# [WHAT THE TASK REQUIRES]
Copy out each line featuring the string "baseball" from the entries beneath.

PROVIDED ENTRIES section start

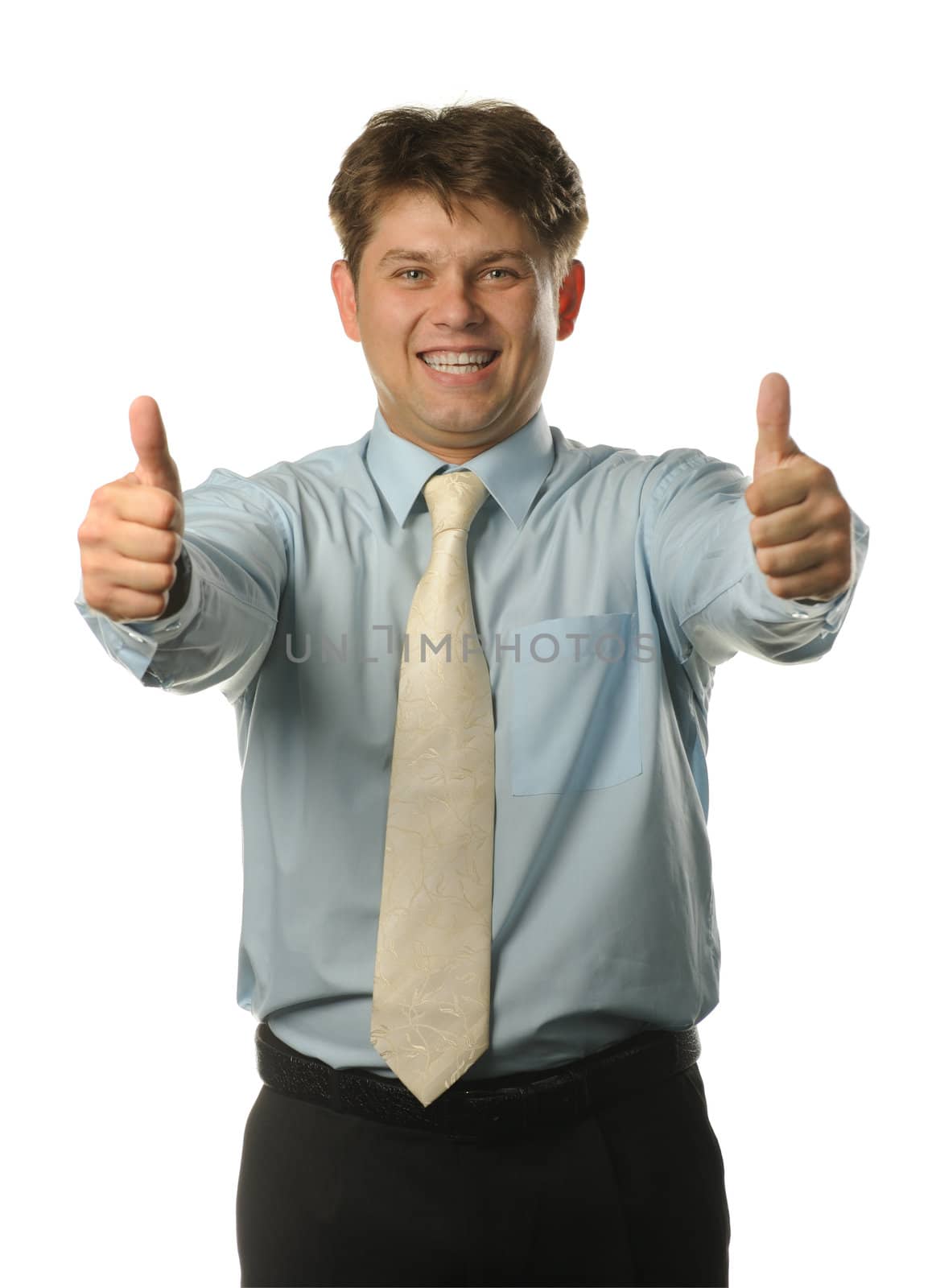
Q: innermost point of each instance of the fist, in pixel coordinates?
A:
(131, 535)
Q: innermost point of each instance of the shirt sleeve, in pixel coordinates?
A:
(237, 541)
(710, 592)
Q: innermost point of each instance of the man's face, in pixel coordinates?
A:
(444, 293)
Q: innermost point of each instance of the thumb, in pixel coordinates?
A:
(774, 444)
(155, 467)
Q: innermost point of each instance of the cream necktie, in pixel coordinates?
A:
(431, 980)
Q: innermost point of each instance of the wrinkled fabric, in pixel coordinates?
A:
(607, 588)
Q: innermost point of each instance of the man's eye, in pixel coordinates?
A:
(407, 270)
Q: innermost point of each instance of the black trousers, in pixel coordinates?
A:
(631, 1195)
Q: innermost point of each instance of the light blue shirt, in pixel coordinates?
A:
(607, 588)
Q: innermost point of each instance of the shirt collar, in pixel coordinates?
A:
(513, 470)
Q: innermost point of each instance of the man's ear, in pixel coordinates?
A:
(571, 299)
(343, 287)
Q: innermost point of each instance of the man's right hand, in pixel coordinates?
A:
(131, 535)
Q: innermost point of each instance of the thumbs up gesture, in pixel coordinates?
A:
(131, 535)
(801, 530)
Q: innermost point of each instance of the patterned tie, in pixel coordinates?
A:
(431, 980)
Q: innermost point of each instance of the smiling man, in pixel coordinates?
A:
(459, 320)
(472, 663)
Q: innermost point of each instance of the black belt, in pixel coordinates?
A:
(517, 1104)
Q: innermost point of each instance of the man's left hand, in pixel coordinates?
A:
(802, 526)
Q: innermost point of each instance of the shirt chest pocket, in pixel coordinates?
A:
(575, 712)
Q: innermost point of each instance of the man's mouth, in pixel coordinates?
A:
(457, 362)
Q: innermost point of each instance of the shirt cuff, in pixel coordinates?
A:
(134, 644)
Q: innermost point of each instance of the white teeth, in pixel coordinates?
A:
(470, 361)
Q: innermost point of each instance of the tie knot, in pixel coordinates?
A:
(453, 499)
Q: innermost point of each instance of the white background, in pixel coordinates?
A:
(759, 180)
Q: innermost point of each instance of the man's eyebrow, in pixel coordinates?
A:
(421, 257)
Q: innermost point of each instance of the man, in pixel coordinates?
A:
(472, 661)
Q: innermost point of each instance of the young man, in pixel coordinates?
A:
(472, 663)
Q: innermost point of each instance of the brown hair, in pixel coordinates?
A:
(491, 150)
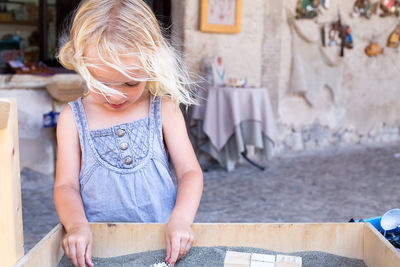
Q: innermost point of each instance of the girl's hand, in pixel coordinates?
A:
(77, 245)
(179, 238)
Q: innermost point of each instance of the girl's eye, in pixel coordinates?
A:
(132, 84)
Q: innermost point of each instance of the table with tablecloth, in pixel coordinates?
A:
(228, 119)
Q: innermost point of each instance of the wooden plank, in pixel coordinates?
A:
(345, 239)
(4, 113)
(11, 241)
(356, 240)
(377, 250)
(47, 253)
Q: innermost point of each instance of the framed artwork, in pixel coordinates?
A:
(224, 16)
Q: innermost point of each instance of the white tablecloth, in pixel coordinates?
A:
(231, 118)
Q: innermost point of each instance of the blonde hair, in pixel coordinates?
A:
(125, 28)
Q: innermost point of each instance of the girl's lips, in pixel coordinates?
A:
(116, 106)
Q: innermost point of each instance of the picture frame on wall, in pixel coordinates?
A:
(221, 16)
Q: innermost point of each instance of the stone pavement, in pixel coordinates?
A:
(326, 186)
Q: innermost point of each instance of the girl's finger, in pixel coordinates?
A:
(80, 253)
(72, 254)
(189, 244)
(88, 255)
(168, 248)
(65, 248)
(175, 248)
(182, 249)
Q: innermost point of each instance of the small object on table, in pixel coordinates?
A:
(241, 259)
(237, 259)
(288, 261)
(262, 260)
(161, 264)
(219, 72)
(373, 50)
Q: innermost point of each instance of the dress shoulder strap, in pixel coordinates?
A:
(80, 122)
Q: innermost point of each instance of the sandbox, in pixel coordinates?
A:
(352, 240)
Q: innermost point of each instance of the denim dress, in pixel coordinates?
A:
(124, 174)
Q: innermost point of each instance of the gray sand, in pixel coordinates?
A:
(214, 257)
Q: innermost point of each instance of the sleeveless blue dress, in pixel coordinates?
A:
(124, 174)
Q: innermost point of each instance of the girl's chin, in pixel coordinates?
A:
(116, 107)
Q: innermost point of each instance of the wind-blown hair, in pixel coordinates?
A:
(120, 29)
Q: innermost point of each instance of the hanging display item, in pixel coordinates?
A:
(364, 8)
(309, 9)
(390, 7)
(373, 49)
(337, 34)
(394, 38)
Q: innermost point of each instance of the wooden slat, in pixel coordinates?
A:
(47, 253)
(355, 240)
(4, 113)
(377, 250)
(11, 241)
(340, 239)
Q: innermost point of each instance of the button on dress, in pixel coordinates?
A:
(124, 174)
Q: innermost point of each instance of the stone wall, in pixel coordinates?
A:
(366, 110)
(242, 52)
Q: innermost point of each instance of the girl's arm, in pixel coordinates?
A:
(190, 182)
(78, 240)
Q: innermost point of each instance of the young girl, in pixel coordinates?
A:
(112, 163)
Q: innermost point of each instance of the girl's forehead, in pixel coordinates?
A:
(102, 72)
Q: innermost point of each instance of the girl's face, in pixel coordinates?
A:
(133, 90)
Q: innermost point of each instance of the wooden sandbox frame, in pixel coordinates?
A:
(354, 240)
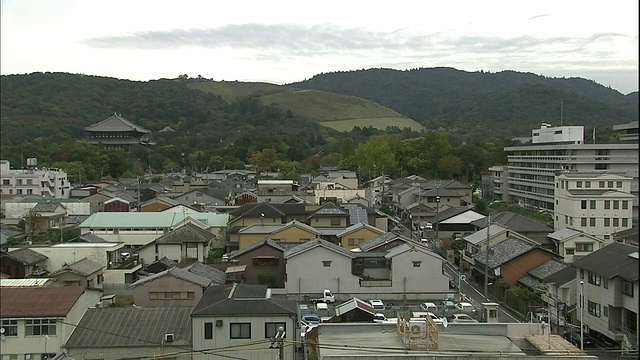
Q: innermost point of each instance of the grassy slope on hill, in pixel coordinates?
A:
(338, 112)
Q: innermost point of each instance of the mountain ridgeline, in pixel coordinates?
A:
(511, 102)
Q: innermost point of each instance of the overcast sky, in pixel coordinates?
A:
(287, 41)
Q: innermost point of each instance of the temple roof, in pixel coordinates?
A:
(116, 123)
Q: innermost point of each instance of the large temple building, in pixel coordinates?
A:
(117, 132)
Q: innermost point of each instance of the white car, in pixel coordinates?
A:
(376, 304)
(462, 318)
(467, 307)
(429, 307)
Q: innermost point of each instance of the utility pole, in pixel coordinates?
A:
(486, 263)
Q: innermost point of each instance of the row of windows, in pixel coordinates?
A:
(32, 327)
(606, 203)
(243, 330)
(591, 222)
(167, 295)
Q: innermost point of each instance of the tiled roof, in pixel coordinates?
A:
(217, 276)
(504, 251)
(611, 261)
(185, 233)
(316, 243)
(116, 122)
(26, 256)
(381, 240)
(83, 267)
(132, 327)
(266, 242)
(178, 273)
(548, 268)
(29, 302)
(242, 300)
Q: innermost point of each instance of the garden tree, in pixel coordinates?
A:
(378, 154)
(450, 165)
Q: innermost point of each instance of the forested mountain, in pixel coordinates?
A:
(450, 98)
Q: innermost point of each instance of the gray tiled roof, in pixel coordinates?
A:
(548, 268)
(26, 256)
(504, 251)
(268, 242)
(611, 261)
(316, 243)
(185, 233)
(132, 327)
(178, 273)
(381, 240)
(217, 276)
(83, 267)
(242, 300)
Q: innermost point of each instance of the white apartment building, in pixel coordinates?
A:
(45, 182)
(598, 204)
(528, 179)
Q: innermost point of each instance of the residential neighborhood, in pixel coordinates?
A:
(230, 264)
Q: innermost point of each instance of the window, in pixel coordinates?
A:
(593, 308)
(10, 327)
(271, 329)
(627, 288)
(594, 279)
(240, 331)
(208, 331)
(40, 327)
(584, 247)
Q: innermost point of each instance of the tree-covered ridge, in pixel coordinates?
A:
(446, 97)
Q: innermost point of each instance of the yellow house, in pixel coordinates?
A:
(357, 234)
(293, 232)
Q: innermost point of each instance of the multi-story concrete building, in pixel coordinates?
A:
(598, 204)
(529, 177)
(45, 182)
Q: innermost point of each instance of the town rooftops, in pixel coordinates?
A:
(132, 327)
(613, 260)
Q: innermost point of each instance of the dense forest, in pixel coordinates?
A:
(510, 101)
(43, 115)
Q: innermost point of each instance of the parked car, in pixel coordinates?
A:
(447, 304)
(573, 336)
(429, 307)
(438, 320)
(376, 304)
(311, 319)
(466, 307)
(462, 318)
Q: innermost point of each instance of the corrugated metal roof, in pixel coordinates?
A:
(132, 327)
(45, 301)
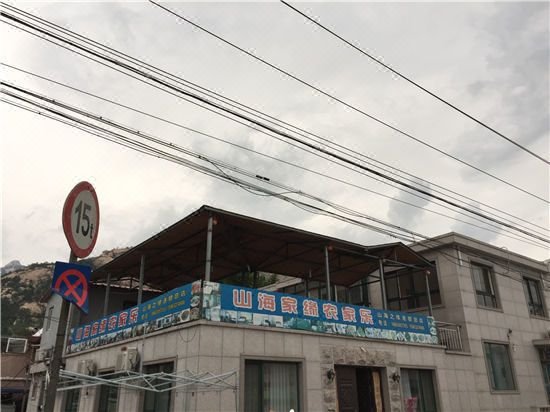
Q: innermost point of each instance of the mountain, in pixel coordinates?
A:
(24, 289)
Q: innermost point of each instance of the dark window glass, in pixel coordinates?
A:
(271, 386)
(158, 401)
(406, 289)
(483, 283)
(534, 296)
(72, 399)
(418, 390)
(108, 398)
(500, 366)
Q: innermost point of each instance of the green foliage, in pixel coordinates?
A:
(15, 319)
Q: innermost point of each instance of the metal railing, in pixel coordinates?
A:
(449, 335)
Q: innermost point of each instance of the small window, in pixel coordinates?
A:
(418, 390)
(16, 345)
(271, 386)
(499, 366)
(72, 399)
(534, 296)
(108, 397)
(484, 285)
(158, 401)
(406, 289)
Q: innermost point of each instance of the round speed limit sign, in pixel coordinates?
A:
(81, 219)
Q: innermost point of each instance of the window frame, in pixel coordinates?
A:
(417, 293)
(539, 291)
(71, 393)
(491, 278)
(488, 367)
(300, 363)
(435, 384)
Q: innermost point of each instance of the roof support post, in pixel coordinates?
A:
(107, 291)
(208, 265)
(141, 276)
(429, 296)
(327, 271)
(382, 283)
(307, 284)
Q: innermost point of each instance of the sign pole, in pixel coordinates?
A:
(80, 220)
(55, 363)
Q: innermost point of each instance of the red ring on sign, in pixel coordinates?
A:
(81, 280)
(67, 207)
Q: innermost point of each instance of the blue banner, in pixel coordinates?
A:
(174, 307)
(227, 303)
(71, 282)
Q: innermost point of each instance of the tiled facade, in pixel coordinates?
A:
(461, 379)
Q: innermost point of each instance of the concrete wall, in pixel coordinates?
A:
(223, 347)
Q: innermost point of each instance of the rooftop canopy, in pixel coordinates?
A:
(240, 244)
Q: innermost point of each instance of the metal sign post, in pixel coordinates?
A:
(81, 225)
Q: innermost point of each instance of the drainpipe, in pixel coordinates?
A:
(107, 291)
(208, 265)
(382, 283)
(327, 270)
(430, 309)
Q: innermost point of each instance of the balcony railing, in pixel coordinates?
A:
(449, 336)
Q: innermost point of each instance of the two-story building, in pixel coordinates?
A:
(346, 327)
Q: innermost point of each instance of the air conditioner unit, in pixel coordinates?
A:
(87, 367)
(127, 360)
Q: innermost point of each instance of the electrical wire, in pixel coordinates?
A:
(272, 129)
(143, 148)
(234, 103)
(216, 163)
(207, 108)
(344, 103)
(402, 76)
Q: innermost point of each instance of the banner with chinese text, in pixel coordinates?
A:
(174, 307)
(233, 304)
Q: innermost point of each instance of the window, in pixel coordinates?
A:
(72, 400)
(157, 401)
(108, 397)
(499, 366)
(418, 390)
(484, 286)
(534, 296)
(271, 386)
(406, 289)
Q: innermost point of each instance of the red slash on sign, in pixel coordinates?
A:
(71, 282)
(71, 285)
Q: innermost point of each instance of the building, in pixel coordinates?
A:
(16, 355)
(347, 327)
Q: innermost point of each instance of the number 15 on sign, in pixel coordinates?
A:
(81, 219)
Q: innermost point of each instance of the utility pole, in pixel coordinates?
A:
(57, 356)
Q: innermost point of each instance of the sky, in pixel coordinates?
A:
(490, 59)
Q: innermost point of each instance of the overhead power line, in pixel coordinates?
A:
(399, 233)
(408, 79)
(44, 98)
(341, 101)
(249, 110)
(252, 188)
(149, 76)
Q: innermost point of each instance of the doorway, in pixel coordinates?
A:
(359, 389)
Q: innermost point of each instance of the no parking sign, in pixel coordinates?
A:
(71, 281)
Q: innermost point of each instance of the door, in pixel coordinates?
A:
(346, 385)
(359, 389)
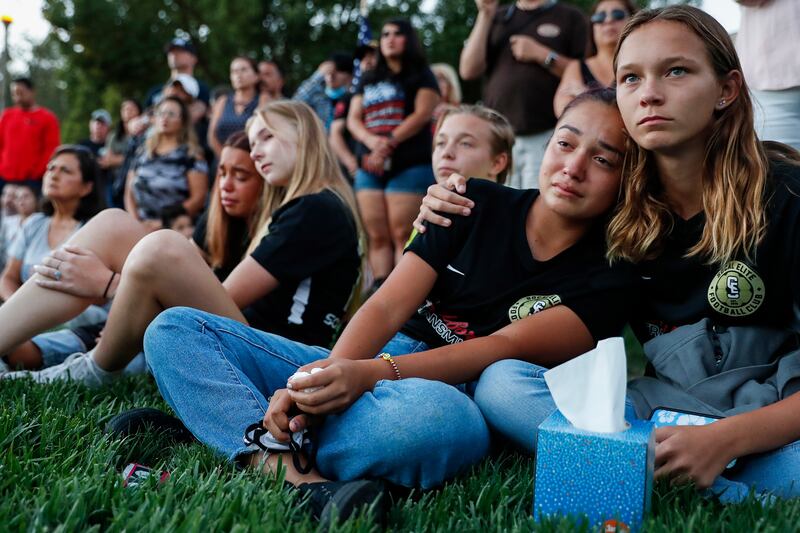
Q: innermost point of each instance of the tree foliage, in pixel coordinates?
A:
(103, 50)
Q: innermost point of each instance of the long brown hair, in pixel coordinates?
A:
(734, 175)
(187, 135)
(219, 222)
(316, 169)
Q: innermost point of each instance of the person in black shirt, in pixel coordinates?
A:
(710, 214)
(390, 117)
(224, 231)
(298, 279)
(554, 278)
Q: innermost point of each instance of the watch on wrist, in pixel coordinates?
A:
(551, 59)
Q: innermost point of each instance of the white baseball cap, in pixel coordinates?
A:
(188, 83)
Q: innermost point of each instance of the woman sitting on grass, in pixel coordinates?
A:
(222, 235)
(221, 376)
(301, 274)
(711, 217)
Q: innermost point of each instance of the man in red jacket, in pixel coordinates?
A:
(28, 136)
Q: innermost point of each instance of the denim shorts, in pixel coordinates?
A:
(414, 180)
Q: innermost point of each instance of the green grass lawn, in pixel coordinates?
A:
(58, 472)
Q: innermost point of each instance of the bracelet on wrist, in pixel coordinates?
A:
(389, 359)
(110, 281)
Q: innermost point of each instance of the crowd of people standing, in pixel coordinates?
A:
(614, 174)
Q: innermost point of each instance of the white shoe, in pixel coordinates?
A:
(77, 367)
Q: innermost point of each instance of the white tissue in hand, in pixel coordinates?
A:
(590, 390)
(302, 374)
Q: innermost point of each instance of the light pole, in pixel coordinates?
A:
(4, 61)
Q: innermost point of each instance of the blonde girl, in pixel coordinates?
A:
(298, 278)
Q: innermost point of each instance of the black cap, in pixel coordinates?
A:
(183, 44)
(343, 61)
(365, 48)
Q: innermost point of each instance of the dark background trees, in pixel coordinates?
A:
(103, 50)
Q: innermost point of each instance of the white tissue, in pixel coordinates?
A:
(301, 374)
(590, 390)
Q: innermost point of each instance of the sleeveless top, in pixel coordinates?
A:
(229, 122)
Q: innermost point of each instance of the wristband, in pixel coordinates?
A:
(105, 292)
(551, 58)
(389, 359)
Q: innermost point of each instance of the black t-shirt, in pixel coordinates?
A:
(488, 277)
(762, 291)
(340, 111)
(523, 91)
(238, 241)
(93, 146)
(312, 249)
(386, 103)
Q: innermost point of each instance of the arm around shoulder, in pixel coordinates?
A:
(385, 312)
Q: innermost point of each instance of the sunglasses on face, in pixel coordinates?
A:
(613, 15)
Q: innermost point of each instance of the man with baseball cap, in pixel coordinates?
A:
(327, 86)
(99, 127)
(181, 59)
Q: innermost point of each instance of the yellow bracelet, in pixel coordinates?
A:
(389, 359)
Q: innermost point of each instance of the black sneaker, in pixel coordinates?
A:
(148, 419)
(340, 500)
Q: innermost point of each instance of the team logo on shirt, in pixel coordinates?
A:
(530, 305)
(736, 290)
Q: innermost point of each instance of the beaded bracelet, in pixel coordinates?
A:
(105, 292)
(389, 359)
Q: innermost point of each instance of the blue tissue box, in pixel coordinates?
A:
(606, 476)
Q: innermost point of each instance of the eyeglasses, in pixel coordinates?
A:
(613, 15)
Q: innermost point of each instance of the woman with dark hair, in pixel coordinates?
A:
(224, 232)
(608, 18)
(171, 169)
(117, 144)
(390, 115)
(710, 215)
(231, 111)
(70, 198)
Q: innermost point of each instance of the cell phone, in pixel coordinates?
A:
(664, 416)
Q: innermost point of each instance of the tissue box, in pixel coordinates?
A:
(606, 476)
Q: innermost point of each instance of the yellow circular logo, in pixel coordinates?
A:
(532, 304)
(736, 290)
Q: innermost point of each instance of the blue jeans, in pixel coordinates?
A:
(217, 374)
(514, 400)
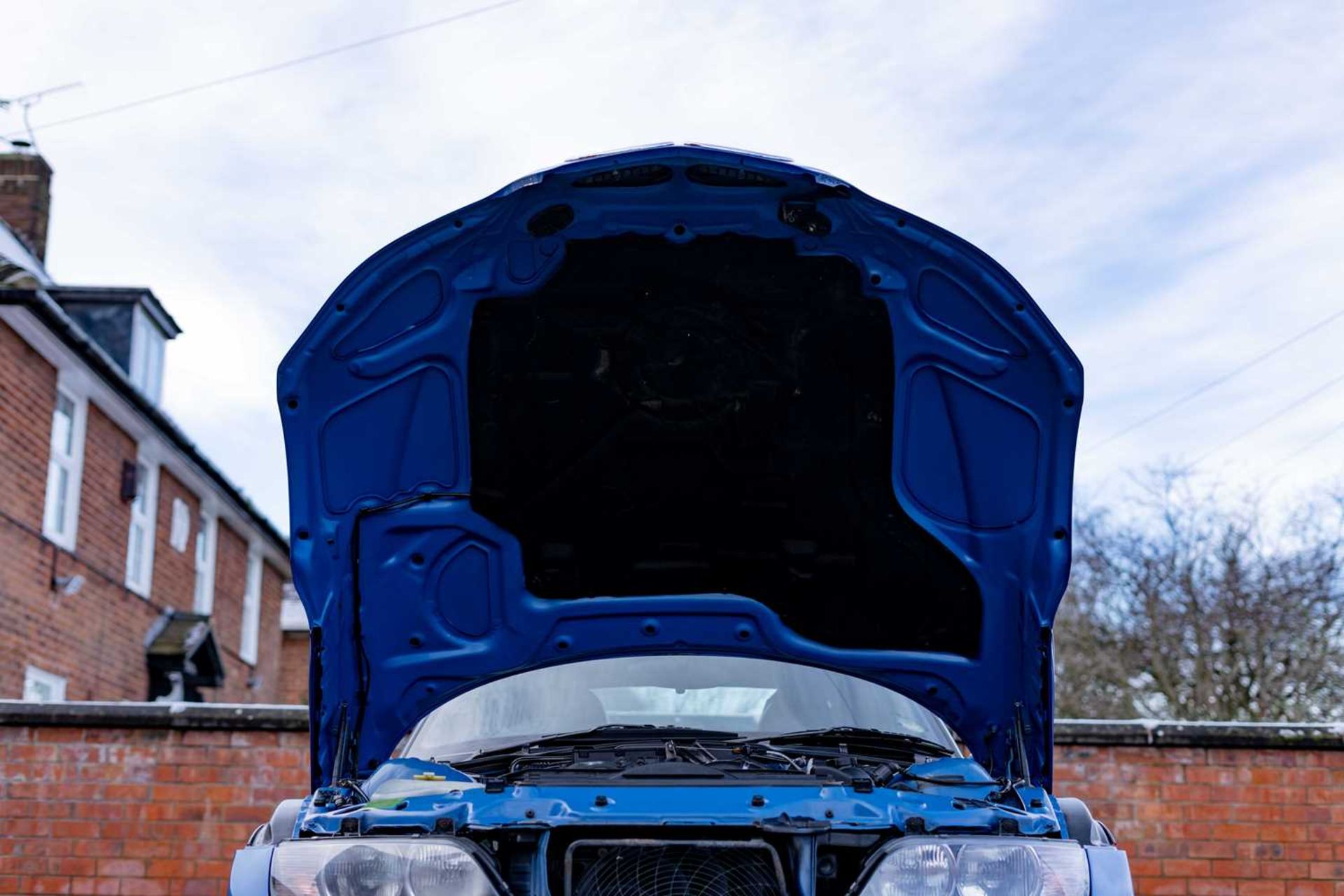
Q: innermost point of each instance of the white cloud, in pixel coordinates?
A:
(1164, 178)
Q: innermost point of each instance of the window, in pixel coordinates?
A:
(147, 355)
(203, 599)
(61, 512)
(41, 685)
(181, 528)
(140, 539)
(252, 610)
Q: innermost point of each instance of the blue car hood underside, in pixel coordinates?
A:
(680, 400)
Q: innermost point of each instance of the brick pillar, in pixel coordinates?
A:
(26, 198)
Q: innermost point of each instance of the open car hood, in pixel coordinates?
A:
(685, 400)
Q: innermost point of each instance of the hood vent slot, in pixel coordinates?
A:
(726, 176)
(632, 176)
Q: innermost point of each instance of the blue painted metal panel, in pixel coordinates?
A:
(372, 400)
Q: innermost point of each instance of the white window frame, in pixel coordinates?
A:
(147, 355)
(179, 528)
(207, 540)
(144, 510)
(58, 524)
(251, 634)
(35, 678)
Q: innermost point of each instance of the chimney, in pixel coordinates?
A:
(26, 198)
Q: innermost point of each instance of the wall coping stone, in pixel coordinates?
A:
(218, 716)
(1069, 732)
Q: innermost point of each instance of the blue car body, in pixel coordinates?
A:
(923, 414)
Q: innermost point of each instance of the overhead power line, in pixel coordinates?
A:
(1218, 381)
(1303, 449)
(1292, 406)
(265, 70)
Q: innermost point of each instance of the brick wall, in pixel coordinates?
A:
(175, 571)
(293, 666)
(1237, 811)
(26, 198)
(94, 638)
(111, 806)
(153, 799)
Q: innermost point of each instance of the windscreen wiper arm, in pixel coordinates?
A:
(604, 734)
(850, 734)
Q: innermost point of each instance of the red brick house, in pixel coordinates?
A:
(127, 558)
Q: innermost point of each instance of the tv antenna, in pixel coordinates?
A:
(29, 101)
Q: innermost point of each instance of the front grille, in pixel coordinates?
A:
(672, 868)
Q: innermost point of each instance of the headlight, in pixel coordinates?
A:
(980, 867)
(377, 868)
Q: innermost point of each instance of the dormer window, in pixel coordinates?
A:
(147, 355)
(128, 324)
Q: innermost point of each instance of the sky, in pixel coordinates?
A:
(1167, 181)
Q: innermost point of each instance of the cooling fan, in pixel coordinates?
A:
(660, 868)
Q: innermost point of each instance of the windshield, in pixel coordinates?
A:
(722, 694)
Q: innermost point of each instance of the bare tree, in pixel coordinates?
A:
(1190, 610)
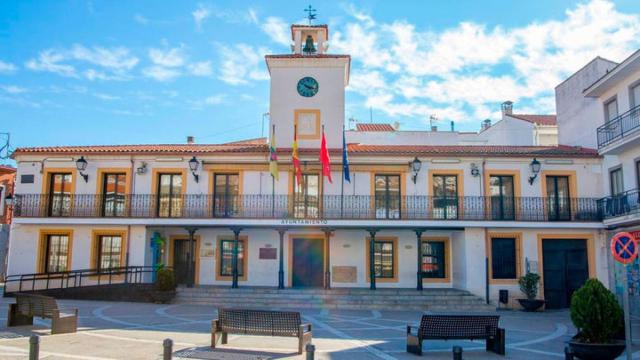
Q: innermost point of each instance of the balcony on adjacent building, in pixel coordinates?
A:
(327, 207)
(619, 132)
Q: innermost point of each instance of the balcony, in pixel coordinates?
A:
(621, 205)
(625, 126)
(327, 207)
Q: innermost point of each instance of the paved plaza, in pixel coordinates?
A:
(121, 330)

PROVIDED ENTRIES section end

# [ANSWER TO THE EXERCISE]
Q: innermost point of each instance of the white baseball cap, in pixel coordinates?
Q: innermost point of each instance of the man with baseball cap, in pixel coordinates?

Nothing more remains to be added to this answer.